Work order
Search the material for "stone" and show all lines that contain it.

☆ ☆ ☆

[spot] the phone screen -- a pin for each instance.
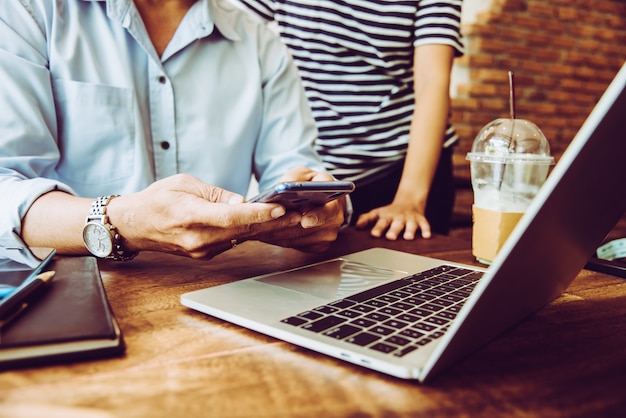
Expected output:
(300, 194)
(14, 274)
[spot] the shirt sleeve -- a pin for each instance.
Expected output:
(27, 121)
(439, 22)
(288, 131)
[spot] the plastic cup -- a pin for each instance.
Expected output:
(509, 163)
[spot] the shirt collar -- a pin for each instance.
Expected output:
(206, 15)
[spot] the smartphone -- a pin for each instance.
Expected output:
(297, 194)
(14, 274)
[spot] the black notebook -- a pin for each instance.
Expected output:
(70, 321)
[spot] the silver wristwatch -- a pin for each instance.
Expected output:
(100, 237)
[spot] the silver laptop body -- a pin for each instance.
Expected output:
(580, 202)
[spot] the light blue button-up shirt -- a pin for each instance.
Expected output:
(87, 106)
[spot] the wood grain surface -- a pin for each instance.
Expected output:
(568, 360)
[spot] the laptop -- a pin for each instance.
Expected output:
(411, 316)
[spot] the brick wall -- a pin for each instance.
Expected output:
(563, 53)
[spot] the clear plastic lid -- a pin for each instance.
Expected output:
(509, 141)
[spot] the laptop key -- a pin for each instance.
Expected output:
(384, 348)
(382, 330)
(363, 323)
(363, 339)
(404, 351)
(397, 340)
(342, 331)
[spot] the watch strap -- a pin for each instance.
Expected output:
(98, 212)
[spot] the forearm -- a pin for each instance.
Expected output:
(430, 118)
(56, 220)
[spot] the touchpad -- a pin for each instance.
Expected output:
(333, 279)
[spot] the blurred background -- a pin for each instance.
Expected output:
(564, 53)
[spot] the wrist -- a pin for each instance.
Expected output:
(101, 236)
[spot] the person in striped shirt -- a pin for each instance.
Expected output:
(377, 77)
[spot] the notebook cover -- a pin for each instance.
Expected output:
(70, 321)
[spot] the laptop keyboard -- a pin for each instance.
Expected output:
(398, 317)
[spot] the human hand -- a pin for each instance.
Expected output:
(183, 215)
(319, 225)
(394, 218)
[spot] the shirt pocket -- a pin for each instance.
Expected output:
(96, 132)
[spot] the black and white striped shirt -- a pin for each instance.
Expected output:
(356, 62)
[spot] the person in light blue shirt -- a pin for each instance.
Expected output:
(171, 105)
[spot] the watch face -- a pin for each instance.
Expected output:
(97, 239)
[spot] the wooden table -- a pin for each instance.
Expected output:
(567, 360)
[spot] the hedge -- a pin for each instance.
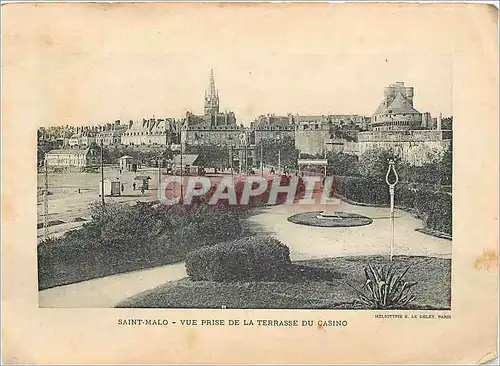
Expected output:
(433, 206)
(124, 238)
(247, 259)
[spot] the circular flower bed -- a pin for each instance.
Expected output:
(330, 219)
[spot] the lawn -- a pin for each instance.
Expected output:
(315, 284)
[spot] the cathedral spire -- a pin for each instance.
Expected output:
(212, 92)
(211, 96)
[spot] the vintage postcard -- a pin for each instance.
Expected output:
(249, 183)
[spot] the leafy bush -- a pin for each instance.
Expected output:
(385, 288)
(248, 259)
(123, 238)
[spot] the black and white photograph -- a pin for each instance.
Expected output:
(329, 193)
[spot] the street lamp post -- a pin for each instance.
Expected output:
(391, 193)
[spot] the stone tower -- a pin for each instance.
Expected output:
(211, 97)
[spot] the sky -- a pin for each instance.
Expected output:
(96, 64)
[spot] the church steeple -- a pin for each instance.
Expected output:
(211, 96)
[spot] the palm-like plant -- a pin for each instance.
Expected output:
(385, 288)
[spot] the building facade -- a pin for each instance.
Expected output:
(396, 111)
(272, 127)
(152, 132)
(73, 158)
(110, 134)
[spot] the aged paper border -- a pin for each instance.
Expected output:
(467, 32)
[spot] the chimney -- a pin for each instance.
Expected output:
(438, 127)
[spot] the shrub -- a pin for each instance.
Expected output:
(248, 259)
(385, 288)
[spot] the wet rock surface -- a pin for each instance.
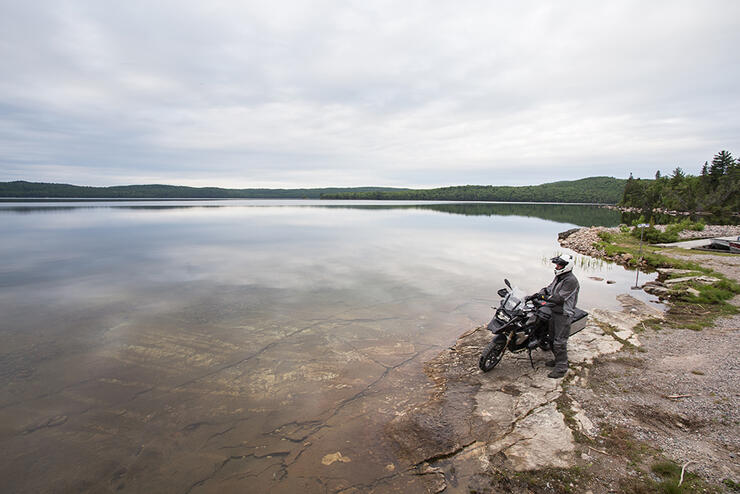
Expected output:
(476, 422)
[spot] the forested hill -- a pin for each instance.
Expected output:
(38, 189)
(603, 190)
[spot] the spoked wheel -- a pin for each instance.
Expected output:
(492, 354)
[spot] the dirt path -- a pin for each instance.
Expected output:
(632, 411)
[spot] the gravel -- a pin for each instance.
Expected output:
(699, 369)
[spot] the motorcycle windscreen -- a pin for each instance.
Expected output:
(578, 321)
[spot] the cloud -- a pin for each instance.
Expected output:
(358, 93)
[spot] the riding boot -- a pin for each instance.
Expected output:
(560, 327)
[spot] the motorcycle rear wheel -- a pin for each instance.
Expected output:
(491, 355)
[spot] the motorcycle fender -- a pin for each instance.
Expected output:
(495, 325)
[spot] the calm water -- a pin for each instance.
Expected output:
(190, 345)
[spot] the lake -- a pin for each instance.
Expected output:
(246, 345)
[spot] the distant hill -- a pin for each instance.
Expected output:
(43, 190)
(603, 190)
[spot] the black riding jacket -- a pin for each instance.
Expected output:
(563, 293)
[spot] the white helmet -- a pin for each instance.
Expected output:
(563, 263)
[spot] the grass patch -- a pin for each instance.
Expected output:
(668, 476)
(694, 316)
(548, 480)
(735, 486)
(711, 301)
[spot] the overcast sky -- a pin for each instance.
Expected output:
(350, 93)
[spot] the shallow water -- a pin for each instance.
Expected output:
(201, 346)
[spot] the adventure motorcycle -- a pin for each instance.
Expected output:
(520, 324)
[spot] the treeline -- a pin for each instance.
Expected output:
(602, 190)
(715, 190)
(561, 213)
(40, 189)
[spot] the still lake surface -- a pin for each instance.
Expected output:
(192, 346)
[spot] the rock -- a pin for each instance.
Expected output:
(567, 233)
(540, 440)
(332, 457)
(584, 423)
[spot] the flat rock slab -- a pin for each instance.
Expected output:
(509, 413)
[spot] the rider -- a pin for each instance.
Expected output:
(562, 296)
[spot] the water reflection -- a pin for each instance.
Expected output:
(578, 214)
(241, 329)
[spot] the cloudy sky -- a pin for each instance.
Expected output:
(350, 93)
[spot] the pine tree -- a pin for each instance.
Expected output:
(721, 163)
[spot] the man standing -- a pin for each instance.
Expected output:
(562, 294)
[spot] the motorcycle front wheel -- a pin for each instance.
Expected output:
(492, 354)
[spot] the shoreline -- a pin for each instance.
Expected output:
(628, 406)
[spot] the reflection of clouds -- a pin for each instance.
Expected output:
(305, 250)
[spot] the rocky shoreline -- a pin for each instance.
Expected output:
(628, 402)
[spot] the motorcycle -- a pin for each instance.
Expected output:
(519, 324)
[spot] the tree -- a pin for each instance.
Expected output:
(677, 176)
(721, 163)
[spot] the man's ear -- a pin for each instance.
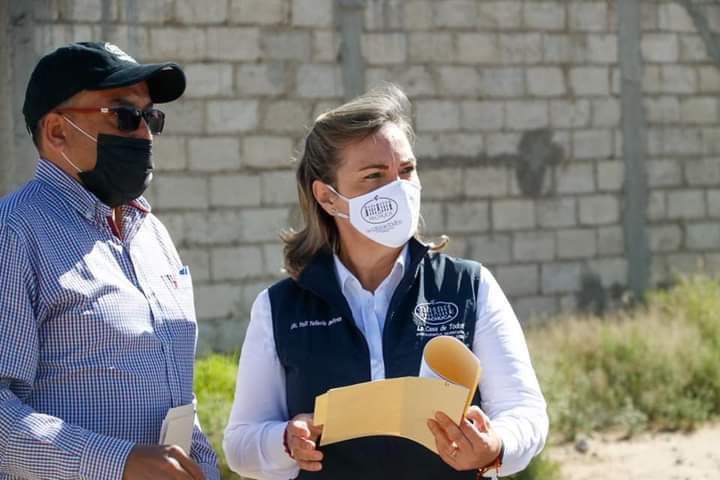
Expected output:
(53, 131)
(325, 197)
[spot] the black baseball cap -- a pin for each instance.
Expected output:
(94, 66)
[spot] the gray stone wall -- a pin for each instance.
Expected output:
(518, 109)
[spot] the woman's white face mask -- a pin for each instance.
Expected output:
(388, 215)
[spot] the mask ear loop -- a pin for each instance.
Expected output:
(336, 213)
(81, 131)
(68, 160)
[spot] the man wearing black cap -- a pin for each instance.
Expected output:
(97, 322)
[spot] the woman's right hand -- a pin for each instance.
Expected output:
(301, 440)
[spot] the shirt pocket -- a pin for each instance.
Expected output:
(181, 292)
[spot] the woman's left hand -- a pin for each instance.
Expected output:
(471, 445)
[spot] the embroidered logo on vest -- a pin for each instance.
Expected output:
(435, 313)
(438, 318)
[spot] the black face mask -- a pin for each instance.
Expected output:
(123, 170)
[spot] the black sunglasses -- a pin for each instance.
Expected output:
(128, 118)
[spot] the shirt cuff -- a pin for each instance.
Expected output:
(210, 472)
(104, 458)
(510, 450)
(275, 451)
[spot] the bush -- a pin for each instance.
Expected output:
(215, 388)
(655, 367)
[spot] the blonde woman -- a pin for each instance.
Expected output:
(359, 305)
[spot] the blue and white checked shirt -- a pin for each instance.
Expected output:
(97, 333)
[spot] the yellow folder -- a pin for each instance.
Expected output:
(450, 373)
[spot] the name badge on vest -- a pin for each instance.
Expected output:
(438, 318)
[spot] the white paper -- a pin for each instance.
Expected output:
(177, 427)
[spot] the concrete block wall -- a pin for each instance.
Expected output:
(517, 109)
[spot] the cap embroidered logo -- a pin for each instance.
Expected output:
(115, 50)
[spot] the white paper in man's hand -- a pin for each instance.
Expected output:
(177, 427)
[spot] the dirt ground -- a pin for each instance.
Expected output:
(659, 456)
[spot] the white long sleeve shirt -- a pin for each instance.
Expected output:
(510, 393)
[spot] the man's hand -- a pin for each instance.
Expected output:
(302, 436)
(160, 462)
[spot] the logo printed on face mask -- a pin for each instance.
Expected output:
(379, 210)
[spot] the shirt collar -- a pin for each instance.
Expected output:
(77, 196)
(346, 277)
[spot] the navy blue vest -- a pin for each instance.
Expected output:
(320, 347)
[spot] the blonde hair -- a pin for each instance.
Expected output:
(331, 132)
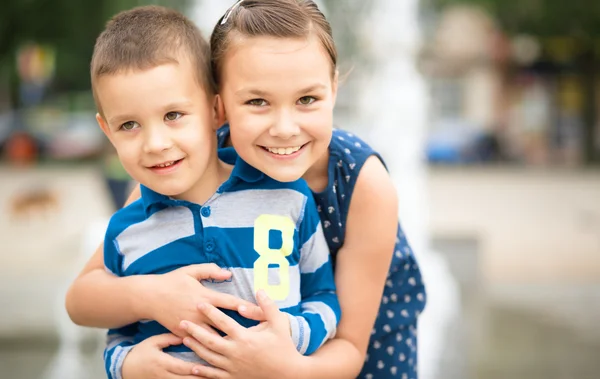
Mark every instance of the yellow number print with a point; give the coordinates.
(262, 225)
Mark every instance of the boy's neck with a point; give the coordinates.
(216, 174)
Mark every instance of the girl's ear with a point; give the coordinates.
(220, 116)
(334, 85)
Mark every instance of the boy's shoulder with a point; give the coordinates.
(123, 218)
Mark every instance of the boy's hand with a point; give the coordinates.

☆ ☆ ☆

Problem solution
[spot] the stone tower -- a pin for each instance.
[spot] the gray stone wall -- a pin for each instance.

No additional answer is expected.